• **What to produce**
Return each line in the listing below that contains the word "guard", copied in full.
[START OF Records provided]
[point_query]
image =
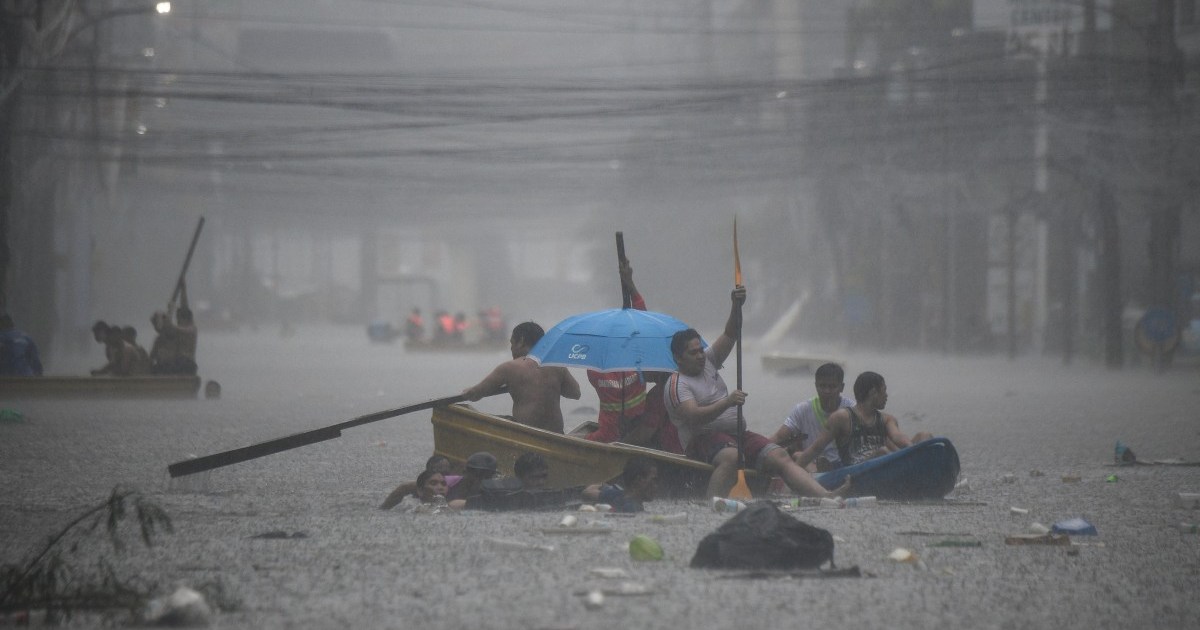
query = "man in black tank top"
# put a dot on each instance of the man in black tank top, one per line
(863, 431)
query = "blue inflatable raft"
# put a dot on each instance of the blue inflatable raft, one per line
(924, 471)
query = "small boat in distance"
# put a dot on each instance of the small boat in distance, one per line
(102, 387)
(460, 430)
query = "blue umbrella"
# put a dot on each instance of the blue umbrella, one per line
(617, 340)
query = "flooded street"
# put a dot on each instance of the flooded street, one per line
(359, 567)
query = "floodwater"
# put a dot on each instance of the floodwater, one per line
(358, 567)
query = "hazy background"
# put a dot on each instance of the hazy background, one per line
(942, 175)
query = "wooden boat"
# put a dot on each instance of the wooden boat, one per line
(460, 430)
(106, 387)
(789, 363)
(924, 471)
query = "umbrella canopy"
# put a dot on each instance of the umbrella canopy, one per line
(611, 341)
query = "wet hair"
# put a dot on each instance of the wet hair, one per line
(635, 469)
(864, 384)
(831, 372)
(528, 331)
(421, 479)
(679, 341)
(529, 462)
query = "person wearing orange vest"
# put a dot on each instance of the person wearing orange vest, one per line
(624, 413)
(445, 327)
(414, 327)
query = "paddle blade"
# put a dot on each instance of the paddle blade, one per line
(741, 491)
(737, 259)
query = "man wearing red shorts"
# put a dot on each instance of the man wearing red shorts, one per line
(705, 413)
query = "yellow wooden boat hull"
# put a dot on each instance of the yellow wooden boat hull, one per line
(105, 387)
(460, 430)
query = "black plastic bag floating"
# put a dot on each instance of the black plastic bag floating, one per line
(762, 537)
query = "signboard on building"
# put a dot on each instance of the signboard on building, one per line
(1048, 27)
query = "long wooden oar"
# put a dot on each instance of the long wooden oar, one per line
(741, 490)
(295, 441)
(187, 262)
(627, 299)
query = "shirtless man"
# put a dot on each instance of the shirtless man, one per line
(534, 389)
(705, 413)
(862, 432)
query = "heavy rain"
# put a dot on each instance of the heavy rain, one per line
(991, 204)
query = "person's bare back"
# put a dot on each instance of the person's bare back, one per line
(534, 389)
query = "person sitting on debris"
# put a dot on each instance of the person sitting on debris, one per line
(810, 418)
(121, 357)
(18, 353)
(174, 348)
(862, 432)
(438, 463)
(142, 358)
(639, 484)
(100, 333)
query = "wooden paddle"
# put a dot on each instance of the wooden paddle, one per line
(739, 491)
(627, 298)
(304, 438)
(187, 262)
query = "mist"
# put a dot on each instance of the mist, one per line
(963, 178)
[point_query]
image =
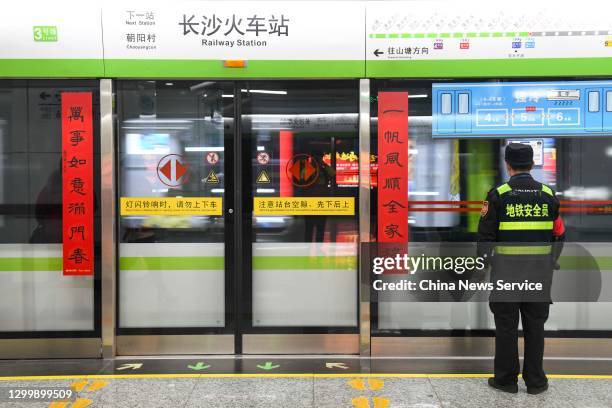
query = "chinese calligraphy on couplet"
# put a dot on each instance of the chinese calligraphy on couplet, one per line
(77, 183)
(393, 167)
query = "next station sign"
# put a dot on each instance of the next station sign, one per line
(489, 109)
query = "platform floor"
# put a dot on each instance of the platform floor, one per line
(275, 381)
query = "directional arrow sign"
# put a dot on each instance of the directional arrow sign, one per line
(268, 366)
(336, 365)
(133, 366)
(199, 366)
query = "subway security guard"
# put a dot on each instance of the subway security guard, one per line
(525, 211)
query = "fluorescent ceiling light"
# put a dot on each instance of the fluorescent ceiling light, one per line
(205, 149)
(264, 91)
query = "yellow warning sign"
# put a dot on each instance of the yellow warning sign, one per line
(171, 206)
(212, 178)
(304, 206)
(263, 177)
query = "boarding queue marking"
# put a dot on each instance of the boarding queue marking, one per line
(268, 366)
(336, 365)
(372, 384)
(133, 366)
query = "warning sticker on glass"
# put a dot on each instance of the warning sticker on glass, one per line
(304, 206)
(171, 206)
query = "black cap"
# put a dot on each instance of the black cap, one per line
(519, 155)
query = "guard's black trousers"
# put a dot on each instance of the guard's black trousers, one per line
(507, 367)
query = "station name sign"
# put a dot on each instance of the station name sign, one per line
(490, 109)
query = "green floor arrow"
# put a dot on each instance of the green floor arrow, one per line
(199, 366)
(268, 366)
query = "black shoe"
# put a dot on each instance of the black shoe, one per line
(537, 390)
(511, 388)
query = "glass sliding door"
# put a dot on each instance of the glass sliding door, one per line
(300, 157)
(175, 280)
(45, 312)
(253, 255)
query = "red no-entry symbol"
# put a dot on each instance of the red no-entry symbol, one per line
(302, 170)
(172, 170)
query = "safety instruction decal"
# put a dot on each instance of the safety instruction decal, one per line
(304, 206)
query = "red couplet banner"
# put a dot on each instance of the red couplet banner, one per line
(77, 183)
(393, 167)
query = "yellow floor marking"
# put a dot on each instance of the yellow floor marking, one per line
(298, 375)
(357, 384)
(380, 402)
(361, 402)
(79, 385)
(97, 385)
(81, 403)
(375, 384)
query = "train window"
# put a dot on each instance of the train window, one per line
(464, 103)
(593, 101)
(446, 105)
(449, 178)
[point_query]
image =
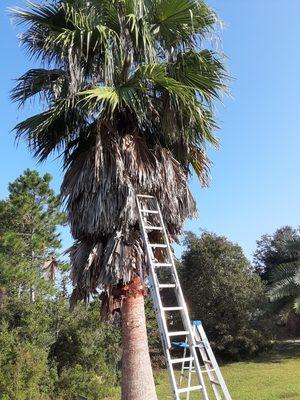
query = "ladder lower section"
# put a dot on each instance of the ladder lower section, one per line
(198, 359)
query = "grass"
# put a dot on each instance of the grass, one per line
(275, 376)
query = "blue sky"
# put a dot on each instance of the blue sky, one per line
(255, 178)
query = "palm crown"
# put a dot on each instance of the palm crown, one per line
(129, 92)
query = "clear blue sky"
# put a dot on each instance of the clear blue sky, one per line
(255, 178)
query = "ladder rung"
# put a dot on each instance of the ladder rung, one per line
(145, 196)
(166, 285)
(177, 308)
(189, 389)
(144, 210)
(162, 264)
(178, 333)
(181, 360)
(207, 370)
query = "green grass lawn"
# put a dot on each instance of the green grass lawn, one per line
(275, 376)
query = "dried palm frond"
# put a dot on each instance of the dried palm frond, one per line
(100, 188)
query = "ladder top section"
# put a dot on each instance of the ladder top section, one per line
(145, 196)
(196, 323)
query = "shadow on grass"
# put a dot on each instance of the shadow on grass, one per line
(281, 350)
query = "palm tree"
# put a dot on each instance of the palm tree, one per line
(128, 89)
(285, 282)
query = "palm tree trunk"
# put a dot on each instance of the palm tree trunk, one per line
(137, 376)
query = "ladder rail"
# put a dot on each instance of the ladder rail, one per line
(163, 329)
(182, 303)
(195, 337)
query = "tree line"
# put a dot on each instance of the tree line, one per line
(50, 352)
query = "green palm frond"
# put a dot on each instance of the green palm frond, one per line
(128, 90)
(175, 21)
(285, 281)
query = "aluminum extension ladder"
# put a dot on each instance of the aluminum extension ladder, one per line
(197, 351)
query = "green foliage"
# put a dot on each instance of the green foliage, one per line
(24, 371)
(46, 352)
(140, 66)
(28, 235)
(273, 250)
(223, 292)
(285, 282)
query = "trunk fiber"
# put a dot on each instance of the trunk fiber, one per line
(137, 376)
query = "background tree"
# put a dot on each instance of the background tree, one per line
(28, 233)
(285, 282)
(128, 92)
(273, 250)
(223, 292)
(46, 352)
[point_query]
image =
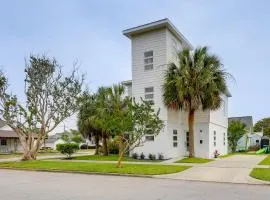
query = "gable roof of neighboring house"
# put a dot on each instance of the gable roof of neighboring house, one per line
(163, 23)
(247, 120)
(8, 134)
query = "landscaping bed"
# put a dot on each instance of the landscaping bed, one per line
(261, 173)
(106, 168)
(111, 158)
(194, 160)
(266, 161)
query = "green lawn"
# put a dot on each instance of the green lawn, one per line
(136, 169)
(194, 160)
(9, 155)
(266, 161)
(110, 158)
(261, 173)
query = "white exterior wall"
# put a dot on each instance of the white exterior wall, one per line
(165, 47)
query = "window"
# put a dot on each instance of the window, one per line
(148, 60)
(149, 93)
(149, 138)
(215, 138)
(224, 108)
(175, 143)
(3, 142)
(187, 139)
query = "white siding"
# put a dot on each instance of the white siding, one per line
(165, 48)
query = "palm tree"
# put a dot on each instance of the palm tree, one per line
(236, 130)
(87, 111)
(197, 82)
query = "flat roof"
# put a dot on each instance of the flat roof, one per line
(163, 23)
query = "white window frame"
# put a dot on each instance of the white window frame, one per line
(149, 94)
(148, 60)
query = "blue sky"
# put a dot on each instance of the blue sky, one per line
(90, 31)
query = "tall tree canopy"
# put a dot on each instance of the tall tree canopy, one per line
(236, 130)
(51, 97)
(263, 125)
(196, 82)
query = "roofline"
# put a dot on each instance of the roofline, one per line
(128, 82)
(163, 23)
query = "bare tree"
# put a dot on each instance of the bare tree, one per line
(51, 97)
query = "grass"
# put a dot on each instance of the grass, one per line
(240, 153)
(194, 160)
(261, 173)
(110, 158)
(135, 169)
(266, 161)
(9, 155)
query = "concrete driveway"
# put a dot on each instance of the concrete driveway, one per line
(24, 185)
(234, 169)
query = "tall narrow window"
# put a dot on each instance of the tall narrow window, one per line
(175, 143)
(149, 94)
(215, 138)
(3, 142)
(148, 60)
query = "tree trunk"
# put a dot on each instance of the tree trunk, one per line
(191, 132)
(27, 155)
(105, 145)
(97, 143)
(121, 153)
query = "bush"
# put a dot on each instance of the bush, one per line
(84, 146)
(113, 147)
(67, 149)
(134, 155)
(160, 156)
(152, 156)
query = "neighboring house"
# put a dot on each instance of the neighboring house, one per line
[END OF Records provided]
• **Reply**
query = "subway security guard"
# put a dot on each instance of the subway security guard, one per line
query = "guard's black trousers"
# put a dot on each instance of the guard's black trousers, one per line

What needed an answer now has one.